**SUPPLIED PASSAGE**

Senior Obama adviser David Plouffe indicated on NBC television there was an emerging consensus but no solid agreement yet.
"We don't have a deal," Plouffe said on NBC, stressing: "We have to get this solved. Today is obviously a critical day."
Business and finance leaders have warned default would send crippling aftershocks through the fragile US economy, still wrestling with stubbornly high unemployment of 9.2 per cent in the wake of the 2008 global meltdown.
Without a deal, the US government would have to cut an estimated 40 cents out of every dollar it spends, forcing grim choices between defaulting or cutting back programs like those that help the poor, disabled and elderly.
Any compromise would still need to clear the divided Democratic-led Senate and Republican-held House of Representatives, where conservatives close to the "Tea Party" movement have called for draconian belt-tightening.
In a partisan vote, the Senate Sunday voted against ending debate on a bill forwarded by Reid which remains in play and which could be used as a vehicle for a compromise.
Reid said a new tentative framework for an agreement would lift the debt limit beyond the November 2012 elections in which President Barack Obama seeks a second term, a key White House demand.
Aides familiar with the fast-moving negotiations said the two sides are close to an agreement to raise the debt ceiling by about $2.8 trillion, roughly what Obama asked for, in two stages.
"What's we're looking at is a $3 trillion package," McConnell told CNN.
That increase would come in two steps: A first tranche would cover roughly $1 trillion, paired with an equivalent number of spending cuts over 10 years.
"I think that what's clear is that pretty much both parties agree that there's going to be a first stage of deficit reduction, over a trillion dollars," Plouffe told ABC television.
The accord would create a special US Congress committee made up of an even number of Republicans and Democrats, due to recommend by late November 10-year deficit cuts equivalent to the second slice of debt-ceiling increase.

**DATA FOR REVIEW**
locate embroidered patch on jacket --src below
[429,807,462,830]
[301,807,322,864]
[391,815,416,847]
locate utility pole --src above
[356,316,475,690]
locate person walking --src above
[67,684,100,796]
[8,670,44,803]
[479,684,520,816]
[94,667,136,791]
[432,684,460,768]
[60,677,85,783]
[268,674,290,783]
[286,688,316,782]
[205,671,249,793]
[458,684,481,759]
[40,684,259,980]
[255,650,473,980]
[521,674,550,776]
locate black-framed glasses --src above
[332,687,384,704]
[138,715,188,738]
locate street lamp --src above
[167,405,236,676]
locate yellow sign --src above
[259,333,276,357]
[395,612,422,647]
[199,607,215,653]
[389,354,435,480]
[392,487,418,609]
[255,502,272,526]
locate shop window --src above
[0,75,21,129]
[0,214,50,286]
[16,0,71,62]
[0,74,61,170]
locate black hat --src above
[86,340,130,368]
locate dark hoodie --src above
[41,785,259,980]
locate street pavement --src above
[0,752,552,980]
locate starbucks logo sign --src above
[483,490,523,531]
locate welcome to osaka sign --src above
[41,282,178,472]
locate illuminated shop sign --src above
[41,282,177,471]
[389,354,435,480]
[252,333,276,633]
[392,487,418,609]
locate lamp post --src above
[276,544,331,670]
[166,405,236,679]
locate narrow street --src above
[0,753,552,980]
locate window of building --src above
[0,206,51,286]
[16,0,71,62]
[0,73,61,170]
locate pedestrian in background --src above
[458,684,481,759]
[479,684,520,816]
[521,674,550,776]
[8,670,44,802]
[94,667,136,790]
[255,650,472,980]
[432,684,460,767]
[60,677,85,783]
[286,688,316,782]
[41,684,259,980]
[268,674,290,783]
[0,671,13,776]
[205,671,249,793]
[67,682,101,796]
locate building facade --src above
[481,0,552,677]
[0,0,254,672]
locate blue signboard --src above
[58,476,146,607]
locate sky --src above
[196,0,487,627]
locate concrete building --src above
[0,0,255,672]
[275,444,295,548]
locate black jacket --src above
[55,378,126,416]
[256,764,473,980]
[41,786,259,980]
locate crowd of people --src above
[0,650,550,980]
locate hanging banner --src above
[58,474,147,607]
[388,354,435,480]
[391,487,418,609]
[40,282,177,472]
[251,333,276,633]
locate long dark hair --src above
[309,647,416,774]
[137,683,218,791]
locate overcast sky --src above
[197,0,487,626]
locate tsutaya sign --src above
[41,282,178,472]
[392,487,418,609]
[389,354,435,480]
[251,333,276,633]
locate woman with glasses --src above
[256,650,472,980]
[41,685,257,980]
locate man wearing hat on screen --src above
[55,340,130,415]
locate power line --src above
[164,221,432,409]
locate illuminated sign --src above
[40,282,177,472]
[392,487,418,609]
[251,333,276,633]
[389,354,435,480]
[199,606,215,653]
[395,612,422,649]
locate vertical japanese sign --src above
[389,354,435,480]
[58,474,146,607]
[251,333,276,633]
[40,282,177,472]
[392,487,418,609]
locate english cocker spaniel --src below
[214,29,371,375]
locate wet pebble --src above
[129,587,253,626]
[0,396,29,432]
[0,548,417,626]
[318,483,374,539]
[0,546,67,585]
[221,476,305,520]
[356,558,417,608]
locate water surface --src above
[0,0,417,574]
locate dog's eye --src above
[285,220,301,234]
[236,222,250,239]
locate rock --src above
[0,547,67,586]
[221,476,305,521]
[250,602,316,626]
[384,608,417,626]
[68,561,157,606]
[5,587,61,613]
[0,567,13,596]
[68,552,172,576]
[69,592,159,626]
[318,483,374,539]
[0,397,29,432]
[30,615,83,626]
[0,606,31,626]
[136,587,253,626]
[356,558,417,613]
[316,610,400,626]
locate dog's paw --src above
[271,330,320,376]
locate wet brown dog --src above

**WORK REQUIRED**
In the debt-limit news report, what rate of unemployment does the US economy still face?

**EXERCISE OUTPUT**
9.2 percent